Stated task ▸
Copy the lines below word for word, starting with the line containing "grey beanie in the image above." and ending with the final line, both included.

Records for the task ▸
::::
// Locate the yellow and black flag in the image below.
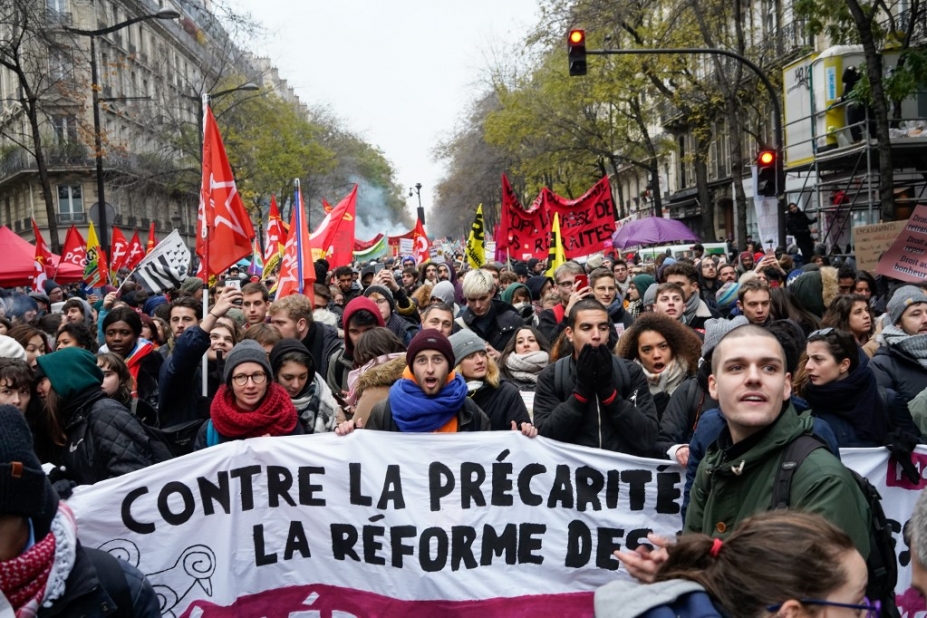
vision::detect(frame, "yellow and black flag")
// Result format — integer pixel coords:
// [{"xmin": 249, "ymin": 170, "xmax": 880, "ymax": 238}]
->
[
  {"xmin": 467, "ymin": 204, "xmax": 486, "ymax": 268},
  {"xmin": 544, "ymin": 212, "xmax": 566, "ymax": 277}
]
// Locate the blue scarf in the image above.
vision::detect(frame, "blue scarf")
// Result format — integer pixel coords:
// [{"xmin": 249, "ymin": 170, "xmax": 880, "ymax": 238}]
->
[{"xmin": 389, "ymin": 374, "xmax": 467, "ymax": 433}]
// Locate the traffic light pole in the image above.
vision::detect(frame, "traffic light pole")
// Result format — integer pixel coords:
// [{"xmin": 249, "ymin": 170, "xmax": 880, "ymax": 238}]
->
[{"xmin": 586, "ymin": 47, "xmax": 785, "ymax": 247}]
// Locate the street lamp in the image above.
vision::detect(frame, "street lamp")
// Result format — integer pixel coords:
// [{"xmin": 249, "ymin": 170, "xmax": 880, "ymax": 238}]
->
[{"xmin": 64, "ymin": 9, "xmax": 180, "ymax": 254}]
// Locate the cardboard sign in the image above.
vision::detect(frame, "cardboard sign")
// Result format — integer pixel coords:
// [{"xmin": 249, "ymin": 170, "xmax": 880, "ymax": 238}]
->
[
  {"xmin": 853, "ymin": 221, "xmax": 908, "ymax": 271},
  {"xmin": 876, "ymin": 204, "xmax": 927, "ymax": 283}
]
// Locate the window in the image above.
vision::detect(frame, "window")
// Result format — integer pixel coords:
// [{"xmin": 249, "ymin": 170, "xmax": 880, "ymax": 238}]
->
[{"xmin": 58, "ymin": 185, "xmax": 84, "ymax": 223}]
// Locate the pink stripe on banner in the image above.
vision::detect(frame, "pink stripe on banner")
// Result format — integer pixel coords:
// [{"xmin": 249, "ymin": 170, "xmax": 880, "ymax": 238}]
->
[{"xmin": 181, "ymin": 580, "xmax": 595, "ymax": 618}]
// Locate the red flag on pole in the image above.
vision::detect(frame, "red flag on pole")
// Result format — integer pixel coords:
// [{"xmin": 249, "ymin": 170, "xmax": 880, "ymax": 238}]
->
[
  {"xmin": 145, "ymin": 221, "xmax": 158, "ymax": 255},
  {"xmin": 32, "ymin": 219, "xmax": 52, "ymax": 294},
  {"xmin": 196, "ymin": 105, "xmax": 254, "ymax": 280},
  {"xmin": 276, "ymin": 181, "xmax": 315, "ymax": 302},
  {"xmin": 412, "ymin": 219, "xmax": 431, "ymax": 264},
  {"xmin": 123, "ymin": 228, "xmax": 145, "ymax": 270}
]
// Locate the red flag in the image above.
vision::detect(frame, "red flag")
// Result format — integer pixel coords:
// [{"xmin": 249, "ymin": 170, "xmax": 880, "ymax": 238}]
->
[
  {"xmin": 32, "ymin": 219, "xmax": 52, "ymax": 294},
  {"xmin": 123, "ymin": 228, "xmax": 145, "ymax": 270},
  {"xmin": 310, "ymin": 185, "xmax": 357, "ymax": 268},
  {"xmin": 109, "ymin": 226, "xmax": 129, "ymax": 273},
  {"xmin": 276, "ymin": 189, "xmax": 315, "ymax": 302},
  {"xmin": 58, "ymin": 225, "xmax": 87, "ymax": 272},
  {"xmin": 145, "ymin": 221, "xmax": 158, "ymax": 255},
  {"xmin": 412, "ymin": 219, "xmax": 431, "ymax": 264},
  {"xmin": 196, "ymin": 105, "xmax": 254, "ymax": 280}
]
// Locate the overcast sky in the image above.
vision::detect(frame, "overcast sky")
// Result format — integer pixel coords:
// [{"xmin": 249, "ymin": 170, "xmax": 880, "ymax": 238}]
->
[{"xmin": 232, "ymin": 0, "xmax": 537, "ymax": 221}]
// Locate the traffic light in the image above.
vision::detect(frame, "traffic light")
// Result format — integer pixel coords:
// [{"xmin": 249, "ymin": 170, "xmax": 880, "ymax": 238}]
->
[
  {"xmin": 567, "ymin": 30, "xmax": 586, "ymax": 75},
  {"xmin": 755, "ymin": 148, "xmax": 779, "ymax": 197}
]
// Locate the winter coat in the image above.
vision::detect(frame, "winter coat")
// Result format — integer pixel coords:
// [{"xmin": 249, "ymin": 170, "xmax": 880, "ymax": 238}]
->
[
  {"xmin": 534, "ymin": 355, "xmax": 658, "ymax": 457},
  {"xmin": 869, "ymin": 345, "xmax": 927, "ymax": 405},
  {"xmin": 56, "ymin": 387, "xmax": 169, "ymax": 485},
  {"xmin": 364, "ymin": 397, "xmax": 490, "ymax": 433},
  {"xmin": 37, "ymin": 542, "xmax": 161, "ymax": 618},
  {"xmin": 460, "ymin": 298, "xmax": 524, "ymax": 352},
  {"xmin": 470, "ymin": 380, "xmax": 531, "ymax": 431},
  {"xmin": 684, "ymin": 403, "xmax": 871, "ymax": 557}
]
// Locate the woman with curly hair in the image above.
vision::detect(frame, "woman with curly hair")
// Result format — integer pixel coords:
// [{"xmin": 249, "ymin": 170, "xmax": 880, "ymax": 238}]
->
[{"xmin": 616, "ymin": 313, "xmax": 702, "ymax": 417}]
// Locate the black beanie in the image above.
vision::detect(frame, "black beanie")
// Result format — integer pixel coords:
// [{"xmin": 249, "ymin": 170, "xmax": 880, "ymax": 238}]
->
[{"xmin": 0, "ymin": 405, "xmax": 58, "ymax": 533}]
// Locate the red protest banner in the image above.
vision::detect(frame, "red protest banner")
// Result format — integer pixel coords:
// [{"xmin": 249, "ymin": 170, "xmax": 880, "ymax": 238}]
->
[
  {"xmin": 540, "ymin": 176, "xmax": 615, "ymax": 260},
  {"xmin": 876, "ymin": 204, "xmax": 927, "ymax": 283},
  {"xmin": 496, "ymin": 174, "xmax": 551, "ymax": 260}
]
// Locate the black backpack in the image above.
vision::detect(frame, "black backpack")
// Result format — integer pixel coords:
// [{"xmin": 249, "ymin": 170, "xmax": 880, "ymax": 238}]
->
[{"xmin": 769, "ymin": 434, "xmax": 900, "ymax": 618}]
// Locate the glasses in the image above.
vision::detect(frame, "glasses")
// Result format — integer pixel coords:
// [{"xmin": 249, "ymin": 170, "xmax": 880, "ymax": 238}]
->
[
  {"xmin": 232, "ymin": 372, "xmax": 267, "ymax": 386},
  {"xmin": 766, "ymin": 597, "xmax": 882, "ymax": 618}
]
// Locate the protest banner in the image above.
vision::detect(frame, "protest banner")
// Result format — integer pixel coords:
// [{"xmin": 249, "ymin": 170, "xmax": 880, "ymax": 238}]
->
[
  {"xmin": 541, "ymin": 176, "xmax": 615, "ymax": 260},
  {"xmin": 69, "ymin": 431, "xmax": 927, "ymax": 618},
  {"xmin": 876, "ymin": 204, "xmax": 927, "ymax": 283}
]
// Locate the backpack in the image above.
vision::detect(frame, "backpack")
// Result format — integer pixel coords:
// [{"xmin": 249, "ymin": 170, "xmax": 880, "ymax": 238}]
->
[{"xmin": 770, "ymin": 434, "xmax": 900, "ymax": 618}]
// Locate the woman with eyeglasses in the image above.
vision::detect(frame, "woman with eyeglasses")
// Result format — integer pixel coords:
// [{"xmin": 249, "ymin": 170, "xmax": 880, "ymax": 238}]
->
[
  {"xmin": 193, "ymin": 340, "xmax": 306, "ymax": 450},
  {"xmin": 795, "ymin": 327, "xmax": 920, "ymax": 448},
  {"xmin": 595, "ymin": 510, "xmax": 881, "ymax": 618}
]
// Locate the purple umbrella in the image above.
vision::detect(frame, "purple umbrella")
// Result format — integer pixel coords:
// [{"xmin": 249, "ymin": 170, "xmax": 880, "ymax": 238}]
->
[{"xmin": 612, "ymin": 217, "xmax": 698, "ymax": 249}]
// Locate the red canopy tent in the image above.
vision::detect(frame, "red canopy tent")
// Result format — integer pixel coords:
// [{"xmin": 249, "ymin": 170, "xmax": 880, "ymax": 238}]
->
[{"xmin": 0, "ymin": 225, "xmax": 84, "ymax": 288}]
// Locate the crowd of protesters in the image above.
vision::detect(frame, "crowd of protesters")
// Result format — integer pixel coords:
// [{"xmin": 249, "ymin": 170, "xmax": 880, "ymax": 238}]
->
[{"xmin": 0, "ymin": 232, "xmax": 927, "ymax": 616}]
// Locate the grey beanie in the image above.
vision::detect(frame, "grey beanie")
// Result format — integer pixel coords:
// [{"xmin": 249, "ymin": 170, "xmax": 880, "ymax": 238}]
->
[
  {"xmin": 222, "ymin": 339, "xmax": 274, "ymax": 384},
  {"xmin": 886, "ymin": 285, "xmax": 927, "ymax": 325},
  {"xmin": 447, "ymin": 330, "xmax": 486, "ymax": 364},
  {"xmin": 702, "ymin": 315, "xmax": 750, "ymax": 358}
]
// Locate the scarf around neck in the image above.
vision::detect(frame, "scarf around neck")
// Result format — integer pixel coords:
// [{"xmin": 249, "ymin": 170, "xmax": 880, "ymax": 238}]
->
[
  {"xmin": 0, "ymin": 503, "xmax": 77, "ymax": 618},
  {"xmin": 505, "ymin": 350, "xmax": 550, "ymax": 384},
  {"xmin": 882, "ymin": 325, "xmax": 927, "ymax": 369},
  {"xmin": 209, "ymin": 382, "xmax": 297, "ymax": 440},
  {"xmin": 634, "ymin": 358, "xmax": 689, "ymax": 395},
  {"xmin": 389, "ymin": 367, "xmax": 467, "ymax": 433}
]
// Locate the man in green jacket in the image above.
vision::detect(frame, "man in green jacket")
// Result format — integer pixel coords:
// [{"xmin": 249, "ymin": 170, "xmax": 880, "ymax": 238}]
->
[{"xmin": 617, "ymin": 324, "xmax": 871, "ymax": 581}]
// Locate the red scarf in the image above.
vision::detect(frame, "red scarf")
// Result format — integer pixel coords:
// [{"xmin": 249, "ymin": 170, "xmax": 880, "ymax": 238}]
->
[
  {"xmin": 209, "ymin": 382, "xmax": 297, "ymax": 440},
  {"xmin": 0, "ymin": 532, "xmax": 55, "ymax": 612}
]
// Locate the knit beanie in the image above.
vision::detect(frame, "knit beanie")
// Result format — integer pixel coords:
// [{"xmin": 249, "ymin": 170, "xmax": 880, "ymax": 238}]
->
::::
The response ▸
// Locate the grey beanie in the image above.
vision::detect(frame, "grey beanie")
// Result format — integer pixel coords:
// [{"xmin": 249, "ymin": 170, "xmax": 880, "ymax": 238}]
->
[
  {"xmin": 222, "ymin": 339, "xmax": 274, "ymax": 384},
  {"xmin": 886, "ymin": 285, "xmax": 927, "ymax": 325},
  {"xmin": 447, "ymin": 330, "xmax": 486, "ymax": 364},
  {"xmin": 702, "ymin": 315, "xmax": 750, "ymax": 358}
]
// Locate the scarf around neck in the image above.
vision::detect(frame, "scarf around neck")
// Result format — integer pixel coords:
// [{"xmin": 249, "ymin": 170, "xmax": 880, "ymax": 238}]
->
[
  {"xmin": 0, "ymin": 503, "xmax": 77, "ymax": 618},
  {"xmin": 505, "ymin": 350, "xmax": 550, "ymax": 384},
  {"xmin": 882, "ymin": 325, "xmax": 927, "ymax": 369},
  {"xmin": 209, "ymin": 382, "xmax": 297, "ymax": 440},
  {"xmin": 634, "ymin": 358, "xmax": 689, "ymax": 395},
  {"xmin": 389, "ymin": 367, "xmax": 467, "ymax": 433}
]
// Locate the man in green jacket in the image above.
vision::detect(frame, "man in green jacket")
// Result format — integer pixel coords:
// [{"xmin": 249, "ymin": 170, "xmax": 880, "ymax": 238}]
->
[{"xmin": 617, "ymin": 324, "xmax": 871, "ymax": 581}]
// Locate the red scarf in the image above.
vision::detect(frame, "red scarf")
// Result format — integer pixel coords:
// [{"xmin": 249, "ymin": 170, "xmax": 880, "ymax": 238}]
->
[
  {"xmin": 209, "ymin": 382, "xmax": 297, "ymax": 440},
  {"xmin": 0, "ymin": 532, "xmax": 55, "ymax": 612}
]
// Locate the knit beanie in the image above.
vision::detect(frame, "knit beanie")
// Result format — integer pixel coords:
// [{"xmin": 249, "ymin": 170, "xmax": 880, "ymax": 238}]
->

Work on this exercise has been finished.